** Problems and tasks **
A - In the Union City memoir, what did people go to the Blue Chapel to buy?
B - Decide whether each statement agrees with the Union City memoir, answering yes or no and quoting the deciding words: (i) The narrator attended St. Francis Academy in Union City. (ii) The narrator did the talking at the Blue Chapel. (iii) The Passion Play was staged at the park Theatre.
C - Pick up the Union City memoir after its final sentence and keep writing.

** Document excerpt **
++++++++++
When I was a kid attending St. Francis Academy in Union City, I walked home some days past the cloistered home of some Dominicans nuns who lived in the mysterious Blue Chapel. That was back in the old days, when St. Michael's Monastery was the centerpiece of Union City architecture; when Veronica's Veil played every Easter season; when the Passion Play at the park Theatre was a Lenten obligation never to be missed. Union City was a monument to the European Catholic diaspora - Irish priests, Italian customs, French nuns, and the German Fritz Rueter Altenheim on Union Hill.
The Blue Chapel was a place we went to buy religious articles -rosaries, cards - or to see the vestments that would sometimes be purchased and displayed along with the flowers at a funeral. I never got the past the gift shop. My mother did all of the talking. I just remember that it was very quiet, and that I had to stand very straight and still. To this day, it remains a curosity to me.
++++++++++
** Data excerpt **
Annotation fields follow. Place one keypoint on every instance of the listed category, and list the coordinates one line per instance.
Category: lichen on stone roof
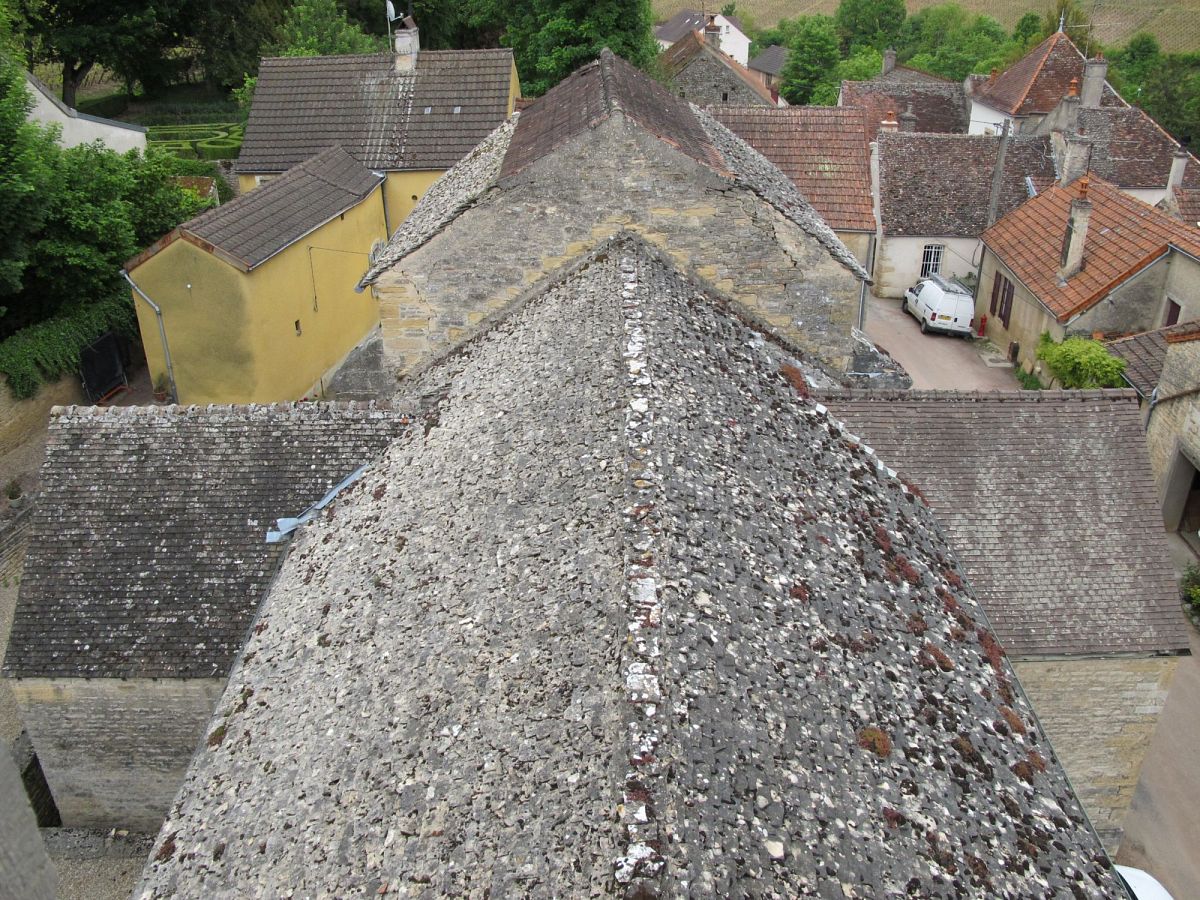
(629, 613)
++++++++++
** Written answers **
A - Religious articles, such as rosaries and cards.

B -
(i) Yes: "When I was a kid attending St. Francis Academy in Union City"
(ii) No: "My mother did all of the talking."
(iii) Yes: "the Passion Play at the park Theatre was a Lenten obligation never to be missed"

C -
This article about the Blue Chapel appeared in this week's Star-Ledger. The connected videos are great, too. Give it a read, and remember when you were little and didn't know whether or not nuns had legs. Better yet, place yourself in the time when there was a church dominated by some ethnic group in your neghborhood, a neighborhood candy store, and you walked to the neighborhood school -Catholic or public. The world was smaller and more familiar. What was your Blue Chapel? Like Blondie, what's the power and passion of your Union City Blue?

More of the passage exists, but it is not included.